◆ TEXT SECTION:

□ □ □

A Network of Cells Coordinated by Energy Functions

30 Oct 2023

This is a description of a, so far hypothetical, architecture for AI. It builds upon the idea of Energy Based models (See the introduction to this blog post for what that is).

The two basic building blocks of this architecture are “cells” and “agreement functions”. A cell is simply a thing with a value, it’s “state”, which is in some high-dimensional vector space. The state of a cell can be dictated by the output of some external modality, say a ConvNet embedding of a video input, or be “abstract”, i.e. the state only changes due to the internal mechanics of the network. Two (or principally any number of) cells are “coordinated” by an agreement function.

An agreement function is simply an energy function, i.e. a function that takes as input the states of the cells it coordinates and outputs a single scalar value. A high output value of the agreement function means that the states of the cells it coordinates are in disagreement and so they should change in accordance with the gradient of the agreement function.

The operation of the network is continuous and dynamic. Both execution and learning happens at the same time and due to the same principle, gradient descent on the agreement function. Say we have two cells, coordinated by an agreement function. We backpropagate from the output of the agreement function through the weights and to the states of the two cells. Gradients are computed with respect to both the weights and the states. Based upon these gradients, both the weights and the states are updated (but possibly with different rates, more on that later).

□ □ □

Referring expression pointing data

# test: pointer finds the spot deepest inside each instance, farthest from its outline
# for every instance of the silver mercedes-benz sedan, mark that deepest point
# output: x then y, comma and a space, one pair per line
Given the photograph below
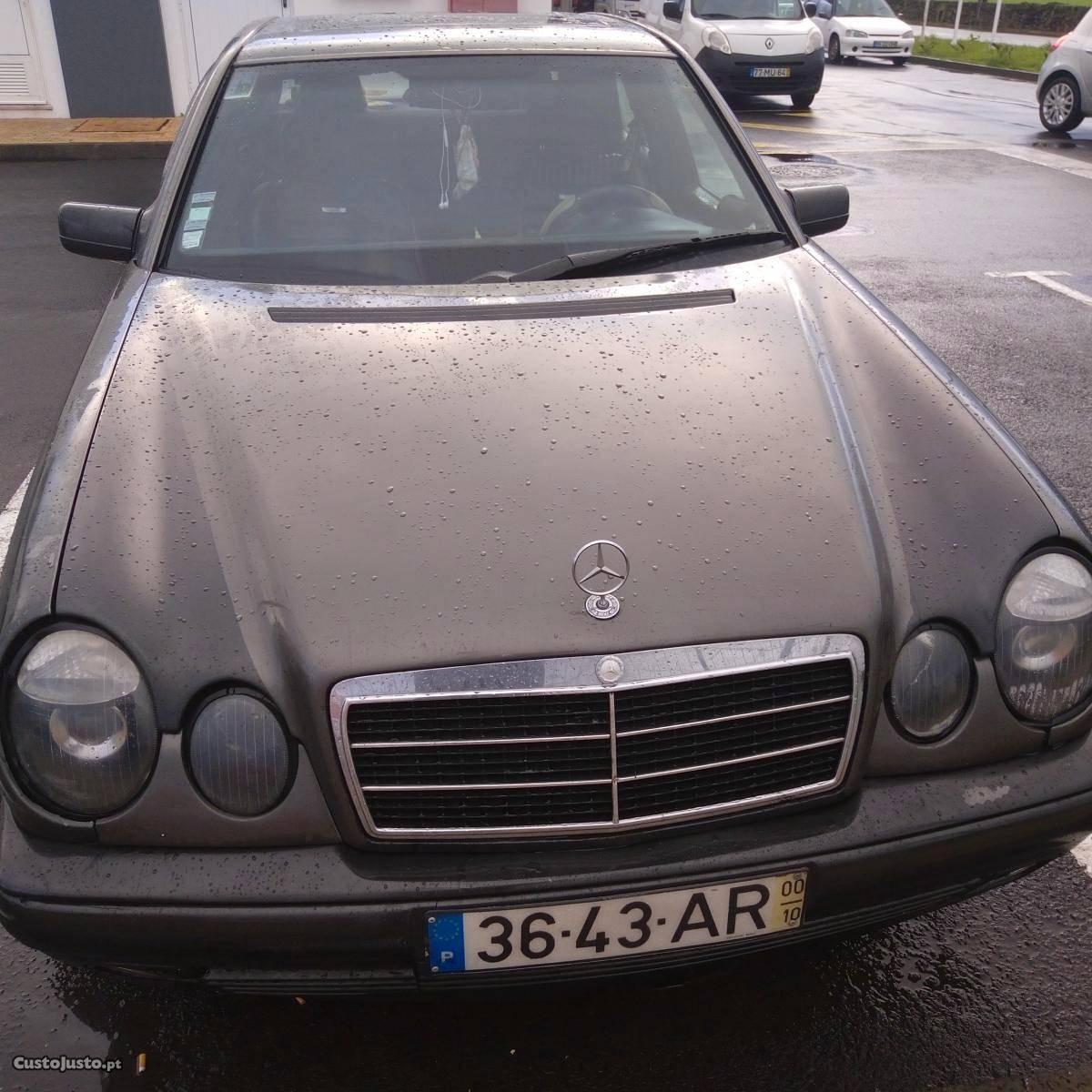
489, 543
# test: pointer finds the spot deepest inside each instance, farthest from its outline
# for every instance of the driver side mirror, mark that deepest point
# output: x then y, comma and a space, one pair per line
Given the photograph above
98, 230
820, 208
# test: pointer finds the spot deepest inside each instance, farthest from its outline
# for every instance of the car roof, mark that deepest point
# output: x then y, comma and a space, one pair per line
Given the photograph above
339, 36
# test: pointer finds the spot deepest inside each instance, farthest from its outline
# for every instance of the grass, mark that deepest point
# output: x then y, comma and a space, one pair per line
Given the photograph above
976, 52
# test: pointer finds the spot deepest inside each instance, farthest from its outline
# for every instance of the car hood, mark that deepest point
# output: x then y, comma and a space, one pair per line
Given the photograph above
749, 35
877, 27
288, 487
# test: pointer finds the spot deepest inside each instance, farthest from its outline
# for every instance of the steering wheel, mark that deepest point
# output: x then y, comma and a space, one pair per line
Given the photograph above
603, 197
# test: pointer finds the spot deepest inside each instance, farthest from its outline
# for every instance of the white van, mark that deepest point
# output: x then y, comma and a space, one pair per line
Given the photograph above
748, 47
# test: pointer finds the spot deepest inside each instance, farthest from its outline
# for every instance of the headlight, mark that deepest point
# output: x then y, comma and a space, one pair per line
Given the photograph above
1044, 637
238, 754
81, 729
932, 683
713, 38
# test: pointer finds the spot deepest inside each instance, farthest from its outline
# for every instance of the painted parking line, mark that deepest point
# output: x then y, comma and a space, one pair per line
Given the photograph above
1041, 158
1047, 279
9, 516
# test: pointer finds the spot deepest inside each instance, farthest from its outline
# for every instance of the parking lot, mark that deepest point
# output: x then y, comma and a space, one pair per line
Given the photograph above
976, 228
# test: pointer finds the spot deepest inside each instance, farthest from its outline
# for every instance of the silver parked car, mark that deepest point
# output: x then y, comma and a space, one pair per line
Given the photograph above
489, 541
1065, 81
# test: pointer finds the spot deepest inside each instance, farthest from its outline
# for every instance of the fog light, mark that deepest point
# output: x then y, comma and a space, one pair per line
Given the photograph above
81, 731
932, 683
238, 754
1044, 637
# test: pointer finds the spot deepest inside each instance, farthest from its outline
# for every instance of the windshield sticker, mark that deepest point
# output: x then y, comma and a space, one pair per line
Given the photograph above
243, 83
197, 217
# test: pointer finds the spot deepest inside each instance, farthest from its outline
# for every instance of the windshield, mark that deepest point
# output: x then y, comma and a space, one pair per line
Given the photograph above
748, 9
862, 9
441, 169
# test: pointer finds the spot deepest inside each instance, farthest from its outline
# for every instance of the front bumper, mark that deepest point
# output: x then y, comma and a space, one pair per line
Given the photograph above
867, 47
731, 72
338, 920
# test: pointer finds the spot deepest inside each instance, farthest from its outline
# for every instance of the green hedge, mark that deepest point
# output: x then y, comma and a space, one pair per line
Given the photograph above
1046, 19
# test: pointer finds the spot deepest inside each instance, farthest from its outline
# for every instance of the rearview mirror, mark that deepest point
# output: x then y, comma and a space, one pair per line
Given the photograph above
99, 230
820, 208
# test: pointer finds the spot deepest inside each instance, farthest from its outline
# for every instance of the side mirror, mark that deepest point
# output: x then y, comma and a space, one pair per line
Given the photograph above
820, 208
99, 230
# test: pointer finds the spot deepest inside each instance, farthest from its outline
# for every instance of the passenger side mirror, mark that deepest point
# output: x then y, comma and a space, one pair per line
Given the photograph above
820, 208
99, 230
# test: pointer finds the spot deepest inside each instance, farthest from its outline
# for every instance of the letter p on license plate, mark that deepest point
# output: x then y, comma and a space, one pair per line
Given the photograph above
568, 933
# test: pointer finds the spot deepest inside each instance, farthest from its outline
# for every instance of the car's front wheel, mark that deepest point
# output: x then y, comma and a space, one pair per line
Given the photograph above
1059, 109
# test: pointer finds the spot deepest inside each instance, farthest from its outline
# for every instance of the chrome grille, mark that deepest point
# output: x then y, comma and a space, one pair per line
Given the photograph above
533, 747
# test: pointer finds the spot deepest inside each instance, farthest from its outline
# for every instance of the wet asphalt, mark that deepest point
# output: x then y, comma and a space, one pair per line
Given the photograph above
950, 179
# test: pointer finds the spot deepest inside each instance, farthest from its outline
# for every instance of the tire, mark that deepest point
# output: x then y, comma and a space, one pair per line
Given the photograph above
1059, 109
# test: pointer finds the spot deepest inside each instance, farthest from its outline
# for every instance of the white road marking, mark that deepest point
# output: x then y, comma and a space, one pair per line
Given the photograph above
1044, 159
1046, 279
1084, 855
9, 516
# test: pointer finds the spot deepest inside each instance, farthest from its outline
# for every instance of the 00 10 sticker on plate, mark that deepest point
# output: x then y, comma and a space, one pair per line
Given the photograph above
532, 936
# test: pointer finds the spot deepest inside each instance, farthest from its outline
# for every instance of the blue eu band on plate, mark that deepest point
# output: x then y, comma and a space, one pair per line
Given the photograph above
484, 940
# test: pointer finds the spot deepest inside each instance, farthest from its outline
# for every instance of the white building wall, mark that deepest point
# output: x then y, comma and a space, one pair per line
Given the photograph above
39, 19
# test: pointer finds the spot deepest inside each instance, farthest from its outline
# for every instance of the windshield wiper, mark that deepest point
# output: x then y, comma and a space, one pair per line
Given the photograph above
603, 261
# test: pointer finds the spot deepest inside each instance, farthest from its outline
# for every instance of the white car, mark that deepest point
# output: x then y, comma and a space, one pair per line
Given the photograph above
747, 47
863, 28
632, 8
1065, 81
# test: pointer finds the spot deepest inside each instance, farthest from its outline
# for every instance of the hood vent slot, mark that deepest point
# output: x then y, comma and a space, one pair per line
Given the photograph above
492, 312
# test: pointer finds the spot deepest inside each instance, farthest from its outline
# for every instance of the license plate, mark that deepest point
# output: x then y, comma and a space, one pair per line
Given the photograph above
569, 933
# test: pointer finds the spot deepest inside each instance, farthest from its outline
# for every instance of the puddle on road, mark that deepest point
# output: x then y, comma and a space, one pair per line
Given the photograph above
806, 167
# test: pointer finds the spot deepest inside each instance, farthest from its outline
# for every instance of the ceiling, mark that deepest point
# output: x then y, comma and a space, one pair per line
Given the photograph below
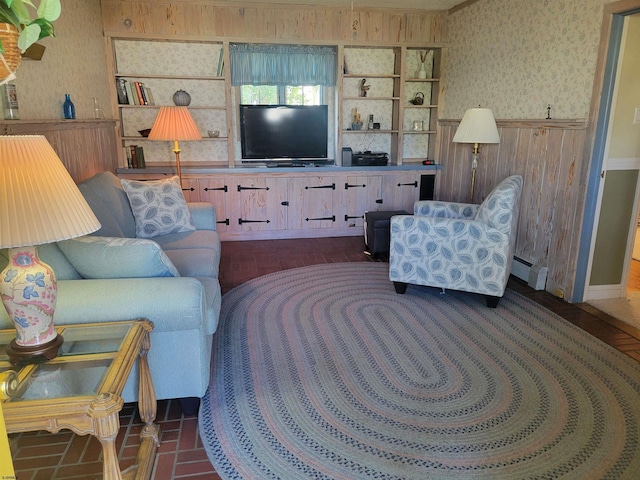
395, 4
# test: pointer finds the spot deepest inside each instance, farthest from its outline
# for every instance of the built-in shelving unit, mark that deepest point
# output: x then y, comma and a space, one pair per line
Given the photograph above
156, 63
407, 132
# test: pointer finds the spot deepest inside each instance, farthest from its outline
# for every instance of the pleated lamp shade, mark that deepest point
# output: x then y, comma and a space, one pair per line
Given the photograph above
174, 123
478, 125
39, 201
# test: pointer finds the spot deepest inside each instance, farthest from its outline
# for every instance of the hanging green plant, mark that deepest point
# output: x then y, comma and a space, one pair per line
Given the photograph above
33, 22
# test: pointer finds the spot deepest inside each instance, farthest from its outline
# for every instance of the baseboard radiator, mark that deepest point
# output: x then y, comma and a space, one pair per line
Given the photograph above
534, 275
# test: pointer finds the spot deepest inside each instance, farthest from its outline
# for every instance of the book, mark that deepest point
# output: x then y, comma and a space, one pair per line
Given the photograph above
138, 90
149, 95
140, 157
132, 98
123, 99
220, 62
134, 156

□ □ □

Rewrite the passage from the text on networks of cells coordinated by energy functions, starting with "A Network of" and going on through "what that is).", switching "hypothetical" to "speculative".

◆ SOLUTION BELOW:
A Network of Cells Coordinated by Energy Functions

30 Oct 2023

This is a description of a, so far speculative, architecture for AI. It builds upon the idea of Energy Based models (See the introduction to this blog post for what that is).